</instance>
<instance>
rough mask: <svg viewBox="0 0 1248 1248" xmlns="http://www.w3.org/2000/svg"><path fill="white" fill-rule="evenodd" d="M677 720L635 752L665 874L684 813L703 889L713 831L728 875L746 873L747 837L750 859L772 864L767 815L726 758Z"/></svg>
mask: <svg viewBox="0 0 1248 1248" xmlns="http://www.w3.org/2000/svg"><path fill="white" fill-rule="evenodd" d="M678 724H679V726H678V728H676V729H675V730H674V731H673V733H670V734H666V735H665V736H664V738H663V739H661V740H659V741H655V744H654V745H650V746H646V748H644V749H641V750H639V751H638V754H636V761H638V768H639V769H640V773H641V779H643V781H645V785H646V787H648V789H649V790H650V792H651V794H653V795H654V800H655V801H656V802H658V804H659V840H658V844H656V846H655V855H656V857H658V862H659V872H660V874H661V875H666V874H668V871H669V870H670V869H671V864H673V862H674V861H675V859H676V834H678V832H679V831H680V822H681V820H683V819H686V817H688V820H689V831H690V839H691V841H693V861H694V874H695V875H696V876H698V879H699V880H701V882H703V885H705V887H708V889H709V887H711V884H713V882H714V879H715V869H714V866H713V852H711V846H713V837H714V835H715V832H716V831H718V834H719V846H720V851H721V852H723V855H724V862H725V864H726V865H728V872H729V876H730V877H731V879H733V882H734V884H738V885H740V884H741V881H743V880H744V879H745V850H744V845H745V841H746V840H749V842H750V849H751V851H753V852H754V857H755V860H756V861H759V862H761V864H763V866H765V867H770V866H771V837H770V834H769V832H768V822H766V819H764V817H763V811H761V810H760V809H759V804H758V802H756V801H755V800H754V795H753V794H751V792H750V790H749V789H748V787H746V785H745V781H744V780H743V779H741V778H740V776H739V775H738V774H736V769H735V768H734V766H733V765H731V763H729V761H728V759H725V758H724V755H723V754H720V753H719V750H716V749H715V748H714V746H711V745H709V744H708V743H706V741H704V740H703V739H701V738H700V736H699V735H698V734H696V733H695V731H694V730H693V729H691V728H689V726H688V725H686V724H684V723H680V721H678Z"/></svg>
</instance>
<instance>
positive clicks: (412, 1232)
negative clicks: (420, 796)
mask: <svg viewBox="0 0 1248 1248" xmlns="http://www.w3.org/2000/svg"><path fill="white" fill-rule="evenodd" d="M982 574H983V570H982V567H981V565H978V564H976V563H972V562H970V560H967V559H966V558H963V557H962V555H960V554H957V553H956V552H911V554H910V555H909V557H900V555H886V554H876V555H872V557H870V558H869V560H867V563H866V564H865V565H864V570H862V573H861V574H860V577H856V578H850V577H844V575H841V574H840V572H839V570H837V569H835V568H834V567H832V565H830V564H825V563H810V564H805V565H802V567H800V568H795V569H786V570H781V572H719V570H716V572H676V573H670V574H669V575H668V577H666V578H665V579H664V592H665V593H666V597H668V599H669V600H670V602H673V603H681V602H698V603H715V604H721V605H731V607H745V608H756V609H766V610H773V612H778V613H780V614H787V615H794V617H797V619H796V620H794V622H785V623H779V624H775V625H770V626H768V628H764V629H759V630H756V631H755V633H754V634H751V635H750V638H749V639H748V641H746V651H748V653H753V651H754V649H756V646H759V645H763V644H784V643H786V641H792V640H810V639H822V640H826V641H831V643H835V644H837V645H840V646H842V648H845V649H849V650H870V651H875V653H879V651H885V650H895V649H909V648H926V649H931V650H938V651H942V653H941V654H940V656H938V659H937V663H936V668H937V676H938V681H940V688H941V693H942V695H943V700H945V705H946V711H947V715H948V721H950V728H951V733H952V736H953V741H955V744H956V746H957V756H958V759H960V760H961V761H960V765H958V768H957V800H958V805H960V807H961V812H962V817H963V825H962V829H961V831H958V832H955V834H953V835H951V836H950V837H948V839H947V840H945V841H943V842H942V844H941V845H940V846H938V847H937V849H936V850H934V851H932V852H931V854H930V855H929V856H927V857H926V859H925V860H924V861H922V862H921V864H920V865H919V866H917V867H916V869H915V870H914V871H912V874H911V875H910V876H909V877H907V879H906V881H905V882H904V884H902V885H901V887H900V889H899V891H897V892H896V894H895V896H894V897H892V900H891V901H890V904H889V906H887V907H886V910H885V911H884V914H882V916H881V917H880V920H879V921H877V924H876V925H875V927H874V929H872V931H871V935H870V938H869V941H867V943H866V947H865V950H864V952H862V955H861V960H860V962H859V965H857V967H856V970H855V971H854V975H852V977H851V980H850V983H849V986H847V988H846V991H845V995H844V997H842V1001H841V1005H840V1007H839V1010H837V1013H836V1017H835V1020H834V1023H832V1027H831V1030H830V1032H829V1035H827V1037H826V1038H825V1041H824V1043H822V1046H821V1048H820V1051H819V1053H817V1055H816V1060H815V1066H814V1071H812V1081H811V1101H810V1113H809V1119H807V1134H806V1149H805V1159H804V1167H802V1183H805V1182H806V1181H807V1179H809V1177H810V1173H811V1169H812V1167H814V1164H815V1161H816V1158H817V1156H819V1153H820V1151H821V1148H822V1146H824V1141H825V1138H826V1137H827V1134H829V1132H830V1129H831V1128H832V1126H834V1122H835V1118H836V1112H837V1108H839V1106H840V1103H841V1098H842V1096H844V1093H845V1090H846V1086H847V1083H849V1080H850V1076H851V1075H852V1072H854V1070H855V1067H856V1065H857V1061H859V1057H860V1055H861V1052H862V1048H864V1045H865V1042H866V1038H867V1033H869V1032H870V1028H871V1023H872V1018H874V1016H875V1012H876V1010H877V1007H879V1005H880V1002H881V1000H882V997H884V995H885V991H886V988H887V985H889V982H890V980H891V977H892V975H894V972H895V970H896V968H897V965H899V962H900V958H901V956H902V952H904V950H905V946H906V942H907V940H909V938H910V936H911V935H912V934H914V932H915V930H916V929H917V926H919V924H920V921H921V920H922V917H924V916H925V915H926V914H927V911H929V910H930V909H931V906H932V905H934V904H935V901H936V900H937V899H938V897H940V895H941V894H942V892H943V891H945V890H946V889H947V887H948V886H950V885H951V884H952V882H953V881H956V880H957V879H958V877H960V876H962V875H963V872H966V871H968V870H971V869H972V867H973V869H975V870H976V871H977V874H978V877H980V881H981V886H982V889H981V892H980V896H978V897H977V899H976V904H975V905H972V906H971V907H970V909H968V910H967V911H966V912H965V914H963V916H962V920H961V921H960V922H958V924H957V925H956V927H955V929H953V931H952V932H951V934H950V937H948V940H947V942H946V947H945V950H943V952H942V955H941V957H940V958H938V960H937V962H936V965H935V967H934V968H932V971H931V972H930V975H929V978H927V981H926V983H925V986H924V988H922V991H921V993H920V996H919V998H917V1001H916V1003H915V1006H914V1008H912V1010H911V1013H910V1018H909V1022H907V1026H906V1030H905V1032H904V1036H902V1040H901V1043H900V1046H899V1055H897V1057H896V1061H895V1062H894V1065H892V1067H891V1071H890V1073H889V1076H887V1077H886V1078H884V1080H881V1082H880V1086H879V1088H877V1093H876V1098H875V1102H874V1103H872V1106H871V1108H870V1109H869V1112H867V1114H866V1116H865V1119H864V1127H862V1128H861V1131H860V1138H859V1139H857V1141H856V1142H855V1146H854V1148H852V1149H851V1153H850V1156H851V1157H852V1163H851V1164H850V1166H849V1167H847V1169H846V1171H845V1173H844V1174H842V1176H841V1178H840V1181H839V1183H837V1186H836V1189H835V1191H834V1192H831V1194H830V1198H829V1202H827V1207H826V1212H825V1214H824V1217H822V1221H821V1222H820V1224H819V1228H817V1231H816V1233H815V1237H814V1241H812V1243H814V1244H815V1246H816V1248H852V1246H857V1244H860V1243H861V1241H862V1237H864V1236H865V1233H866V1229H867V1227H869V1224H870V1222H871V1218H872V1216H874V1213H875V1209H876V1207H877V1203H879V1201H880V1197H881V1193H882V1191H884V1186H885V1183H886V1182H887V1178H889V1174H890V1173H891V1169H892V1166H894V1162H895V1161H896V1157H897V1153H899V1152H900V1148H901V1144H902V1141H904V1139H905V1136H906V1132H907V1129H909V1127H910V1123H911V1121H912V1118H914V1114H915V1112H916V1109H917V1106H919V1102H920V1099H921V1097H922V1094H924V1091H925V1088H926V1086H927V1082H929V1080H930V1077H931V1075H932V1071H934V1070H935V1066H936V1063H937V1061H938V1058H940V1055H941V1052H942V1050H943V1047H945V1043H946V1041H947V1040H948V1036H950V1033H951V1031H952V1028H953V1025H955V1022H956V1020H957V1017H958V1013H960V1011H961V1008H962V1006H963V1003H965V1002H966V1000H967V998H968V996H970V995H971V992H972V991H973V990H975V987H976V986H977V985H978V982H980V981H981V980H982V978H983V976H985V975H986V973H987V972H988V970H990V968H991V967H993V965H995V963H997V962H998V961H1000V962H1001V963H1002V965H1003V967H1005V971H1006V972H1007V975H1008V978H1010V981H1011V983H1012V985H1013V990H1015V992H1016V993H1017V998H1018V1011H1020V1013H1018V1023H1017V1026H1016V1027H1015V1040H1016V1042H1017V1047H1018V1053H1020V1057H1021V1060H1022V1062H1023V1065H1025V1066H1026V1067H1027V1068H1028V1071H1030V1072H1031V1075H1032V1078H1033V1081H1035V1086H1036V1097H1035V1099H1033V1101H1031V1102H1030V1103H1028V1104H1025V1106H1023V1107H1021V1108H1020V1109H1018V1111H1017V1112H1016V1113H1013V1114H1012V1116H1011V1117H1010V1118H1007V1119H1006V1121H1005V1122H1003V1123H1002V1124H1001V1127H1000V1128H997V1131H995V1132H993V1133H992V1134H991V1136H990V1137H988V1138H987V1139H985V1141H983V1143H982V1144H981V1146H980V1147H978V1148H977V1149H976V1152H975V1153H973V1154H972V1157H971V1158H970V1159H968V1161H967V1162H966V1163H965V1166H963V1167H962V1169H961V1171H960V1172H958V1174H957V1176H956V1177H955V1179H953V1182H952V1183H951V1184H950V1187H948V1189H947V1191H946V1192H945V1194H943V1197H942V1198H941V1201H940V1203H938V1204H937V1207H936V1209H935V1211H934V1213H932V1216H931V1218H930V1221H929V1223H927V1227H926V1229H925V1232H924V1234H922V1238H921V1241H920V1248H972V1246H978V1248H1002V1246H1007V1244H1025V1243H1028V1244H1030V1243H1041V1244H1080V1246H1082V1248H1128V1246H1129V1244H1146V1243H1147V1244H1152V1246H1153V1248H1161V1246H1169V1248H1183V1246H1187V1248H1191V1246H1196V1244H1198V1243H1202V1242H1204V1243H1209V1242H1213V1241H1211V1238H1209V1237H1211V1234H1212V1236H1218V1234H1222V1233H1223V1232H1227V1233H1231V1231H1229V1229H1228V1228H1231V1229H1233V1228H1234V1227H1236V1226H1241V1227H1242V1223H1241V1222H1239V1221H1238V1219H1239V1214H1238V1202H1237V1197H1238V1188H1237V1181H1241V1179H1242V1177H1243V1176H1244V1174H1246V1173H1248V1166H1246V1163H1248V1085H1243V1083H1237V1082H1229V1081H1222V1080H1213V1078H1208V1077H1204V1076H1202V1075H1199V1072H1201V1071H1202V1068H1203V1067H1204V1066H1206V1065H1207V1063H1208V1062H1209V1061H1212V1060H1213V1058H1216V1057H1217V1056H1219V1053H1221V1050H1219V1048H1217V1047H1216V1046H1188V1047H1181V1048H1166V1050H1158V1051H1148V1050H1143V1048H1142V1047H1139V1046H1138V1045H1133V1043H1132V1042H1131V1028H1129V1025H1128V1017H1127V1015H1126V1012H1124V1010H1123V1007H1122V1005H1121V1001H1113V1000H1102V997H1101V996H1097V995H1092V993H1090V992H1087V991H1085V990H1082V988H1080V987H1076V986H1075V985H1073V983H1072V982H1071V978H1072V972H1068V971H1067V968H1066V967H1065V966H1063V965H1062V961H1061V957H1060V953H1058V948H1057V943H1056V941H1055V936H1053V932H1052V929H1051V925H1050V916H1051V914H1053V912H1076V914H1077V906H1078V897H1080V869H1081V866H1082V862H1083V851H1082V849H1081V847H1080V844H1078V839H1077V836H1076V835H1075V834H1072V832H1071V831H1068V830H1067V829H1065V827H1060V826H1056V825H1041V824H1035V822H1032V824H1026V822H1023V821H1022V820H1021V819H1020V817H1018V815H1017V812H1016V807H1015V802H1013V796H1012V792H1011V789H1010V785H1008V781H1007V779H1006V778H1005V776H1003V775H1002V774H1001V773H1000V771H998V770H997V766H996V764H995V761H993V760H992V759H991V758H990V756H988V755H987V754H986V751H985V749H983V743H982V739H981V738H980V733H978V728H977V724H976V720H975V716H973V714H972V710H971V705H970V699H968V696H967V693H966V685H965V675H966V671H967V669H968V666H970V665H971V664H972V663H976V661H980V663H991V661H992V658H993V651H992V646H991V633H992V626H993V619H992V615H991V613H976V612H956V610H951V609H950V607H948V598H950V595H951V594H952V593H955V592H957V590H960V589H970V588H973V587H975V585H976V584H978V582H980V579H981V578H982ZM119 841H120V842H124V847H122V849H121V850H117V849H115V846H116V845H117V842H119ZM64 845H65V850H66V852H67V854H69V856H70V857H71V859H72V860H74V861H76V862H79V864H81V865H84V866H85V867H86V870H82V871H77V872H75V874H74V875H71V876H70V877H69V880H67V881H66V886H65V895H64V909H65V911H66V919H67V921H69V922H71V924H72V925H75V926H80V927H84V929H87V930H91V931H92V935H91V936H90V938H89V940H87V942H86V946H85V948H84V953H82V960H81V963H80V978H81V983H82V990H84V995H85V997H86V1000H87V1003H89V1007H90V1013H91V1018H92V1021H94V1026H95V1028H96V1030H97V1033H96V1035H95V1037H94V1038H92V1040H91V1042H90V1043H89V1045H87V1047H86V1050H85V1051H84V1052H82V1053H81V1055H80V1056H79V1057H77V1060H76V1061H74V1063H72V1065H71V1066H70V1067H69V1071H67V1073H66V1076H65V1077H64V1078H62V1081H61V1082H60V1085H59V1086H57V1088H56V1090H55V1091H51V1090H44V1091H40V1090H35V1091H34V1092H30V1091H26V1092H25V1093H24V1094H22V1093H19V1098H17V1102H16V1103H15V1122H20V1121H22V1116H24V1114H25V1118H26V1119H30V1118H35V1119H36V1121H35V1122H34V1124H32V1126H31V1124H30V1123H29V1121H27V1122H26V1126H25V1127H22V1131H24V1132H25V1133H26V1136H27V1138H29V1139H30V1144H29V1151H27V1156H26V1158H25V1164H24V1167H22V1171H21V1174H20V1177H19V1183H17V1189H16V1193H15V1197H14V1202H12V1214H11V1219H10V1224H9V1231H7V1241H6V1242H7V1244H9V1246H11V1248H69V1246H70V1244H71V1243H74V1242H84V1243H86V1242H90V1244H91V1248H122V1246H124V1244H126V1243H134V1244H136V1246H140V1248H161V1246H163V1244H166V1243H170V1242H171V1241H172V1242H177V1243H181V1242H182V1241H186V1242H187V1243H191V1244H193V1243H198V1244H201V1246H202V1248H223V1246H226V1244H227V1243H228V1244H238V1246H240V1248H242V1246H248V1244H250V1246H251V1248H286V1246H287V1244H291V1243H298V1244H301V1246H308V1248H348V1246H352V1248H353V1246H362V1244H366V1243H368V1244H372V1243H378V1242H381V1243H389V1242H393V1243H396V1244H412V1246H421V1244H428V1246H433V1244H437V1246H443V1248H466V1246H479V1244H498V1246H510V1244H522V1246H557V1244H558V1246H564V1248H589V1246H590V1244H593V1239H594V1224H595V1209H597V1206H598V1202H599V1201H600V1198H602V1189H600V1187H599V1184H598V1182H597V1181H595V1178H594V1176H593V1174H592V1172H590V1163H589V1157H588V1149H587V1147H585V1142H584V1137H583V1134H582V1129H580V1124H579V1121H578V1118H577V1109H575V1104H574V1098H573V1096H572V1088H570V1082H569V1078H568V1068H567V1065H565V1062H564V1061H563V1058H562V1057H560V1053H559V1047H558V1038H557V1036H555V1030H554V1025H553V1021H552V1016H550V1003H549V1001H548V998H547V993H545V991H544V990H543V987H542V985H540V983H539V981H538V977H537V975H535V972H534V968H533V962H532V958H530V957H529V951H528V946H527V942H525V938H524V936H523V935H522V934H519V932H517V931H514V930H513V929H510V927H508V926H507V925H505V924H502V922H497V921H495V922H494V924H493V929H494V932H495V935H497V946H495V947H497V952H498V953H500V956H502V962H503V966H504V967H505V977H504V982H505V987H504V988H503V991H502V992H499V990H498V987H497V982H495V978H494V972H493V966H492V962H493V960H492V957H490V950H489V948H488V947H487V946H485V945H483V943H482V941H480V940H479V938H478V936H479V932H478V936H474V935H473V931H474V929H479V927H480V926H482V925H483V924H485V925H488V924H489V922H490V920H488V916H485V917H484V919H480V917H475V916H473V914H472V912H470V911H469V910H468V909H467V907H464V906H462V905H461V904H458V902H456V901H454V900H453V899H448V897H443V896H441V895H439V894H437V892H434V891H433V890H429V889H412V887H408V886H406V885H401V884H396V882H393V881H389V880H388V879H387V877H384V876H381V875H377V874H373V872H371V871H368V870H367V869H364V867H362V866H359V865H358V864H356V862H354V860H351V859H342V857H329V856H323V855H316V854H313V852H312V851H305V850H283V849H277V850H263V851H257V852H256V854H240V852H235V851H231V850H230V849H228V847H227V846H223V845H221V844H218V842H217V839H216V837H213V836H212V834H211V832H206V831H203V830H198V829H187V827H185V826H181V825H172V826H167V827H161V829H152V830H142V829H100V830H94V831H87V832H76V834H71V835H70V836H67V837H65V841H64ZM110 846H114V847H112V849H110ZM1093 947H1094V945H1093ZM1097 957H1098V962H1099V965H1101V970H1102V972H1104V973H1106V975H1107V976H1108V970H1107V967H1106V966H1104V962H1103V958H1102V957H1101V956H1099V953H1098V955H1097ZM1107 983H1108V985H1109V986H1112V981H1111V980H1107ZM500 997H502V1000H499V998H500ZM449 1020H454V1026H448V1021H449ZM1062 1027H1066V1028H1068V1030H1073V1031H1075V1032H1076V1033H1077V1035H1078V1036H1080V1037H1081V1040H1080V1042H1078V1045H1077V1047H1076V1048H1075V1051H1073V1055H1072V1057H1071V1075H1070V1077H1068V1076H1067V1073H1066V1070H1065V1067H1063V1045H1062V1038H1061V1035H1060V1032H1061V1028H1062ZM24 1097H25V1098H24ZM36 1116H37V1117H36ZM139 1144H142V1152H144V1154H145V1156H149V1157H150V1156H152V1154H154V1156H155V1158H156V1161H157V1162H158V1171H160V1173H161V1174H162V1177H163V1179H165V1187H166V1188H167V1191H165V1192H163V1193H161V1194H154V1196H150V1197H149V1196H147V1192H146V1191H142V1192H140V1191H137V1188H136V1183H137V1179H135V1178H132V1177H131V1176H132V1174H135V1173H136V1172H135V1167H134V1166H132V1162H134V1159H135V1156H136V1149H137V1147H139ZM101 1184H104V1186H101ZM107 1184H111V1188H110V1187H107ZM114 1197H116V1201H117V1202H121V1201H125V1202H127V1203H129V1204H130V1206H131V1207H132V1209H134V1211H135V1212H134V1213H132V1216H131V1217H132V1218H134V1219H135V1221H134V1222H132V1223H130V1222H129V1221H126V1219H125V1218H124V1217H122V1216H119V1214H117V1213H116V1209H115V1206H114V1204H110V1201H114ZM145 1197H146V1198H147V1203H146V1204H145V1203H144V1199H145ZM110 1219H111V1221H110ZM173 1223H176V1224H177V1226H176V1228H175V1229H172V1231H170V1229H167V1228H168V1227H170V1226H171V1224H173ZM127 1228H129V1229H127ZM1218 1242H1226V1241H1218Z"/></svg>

^^^^^^^^

TASK TO CARRY OUT
Please repeat, without any change, the rows above from the very first one through the one containing "negative clicks: (420, 796)", both included.

TASK ANSWER
</instance>
<instance>
rough mask: <svg viewBox="0 0 1248 1248" xmlns="http://www.w3.org/2000/svg"><path fill="white" fill-rule="evenodd" d="M677 720L635 752L665 874L684 813L703 889L713 831L728 875L746 873L747 837L750 859L772 864L767 815L726 758Z"/></svg>
mask: <svg viewBox="0 0 1248 1248" xmlns="http://www.w3.org/2000/svg"><path fill="white" fill-rule="evenodd" d="M678 724H679V726H678V728H676V729H675V730H674V731H673V733H670V734H666V735H665V736H664V738H663V739H661V740H659V741H655V744H654V745H650V746H646V748H644V749H641V750H639V751H638V754H636V761H638V768H639V769H640V773H641V779H643V781H645V785H646V787H648V789H649V790H650V792H651V794H653V795H654V800H655V801H656V802H658V804H659V840H658V844H656V846H655V855H656V857H658V862H659V872H660V874H661V875H666V874H668V871H669V870H670V869H671V864H673V862H674V861H675V859H676V834H678V832H679V831H680V822H681V820H683V819H686V817H688V820H689V831H690V839H691V841H693V861H694V874H695V875H696V876H698V879H699V880H701V882H703V885H705V887H708V889H709V887H711V884H713V882H714V879H715V869H714V866H713V852H711V846H713V837H714V835H715V832H716V831H718V834H719V846H720V851H721V852H723V855H724V862H725V864H726V865H728V872H729V876H730V877H731V879H733V882H734V884H738V885H740V884H741V881H743V880H744V879H745V850H744V845H745V841H746V840H749V842H750V849H751V851H753V852H754V857H755V860H756V861H759V862H761V864H763V866H765V867H770V866H771V837H770V834H769V832H768V822H766V819H764V817H763V811H761V810H760V809H759V804H758V802H756V801H755V800H754V795H753V794H751V792H750V790H749V789H748V787H746V785H745V781H744V780H743V779H741V778H740V776H739V775H738V774H736V769H735V768H734V766H733V765H731V763H729V761H728V759H725V758H724V755H723V754H720V753H719V750H716V749H715V748H714V746H711V745H709V744H708V743H706V741H704V740H703V739H701V738H700V736H699V735H698V734H696V733H695V731H694V730H693V729H691V728H689V726H688V725H686V724H684V723H680V721H678Z"/></svg>
</instance>
<instance>
positive clicks: (412, 1232)
negative clicks: (420, 796)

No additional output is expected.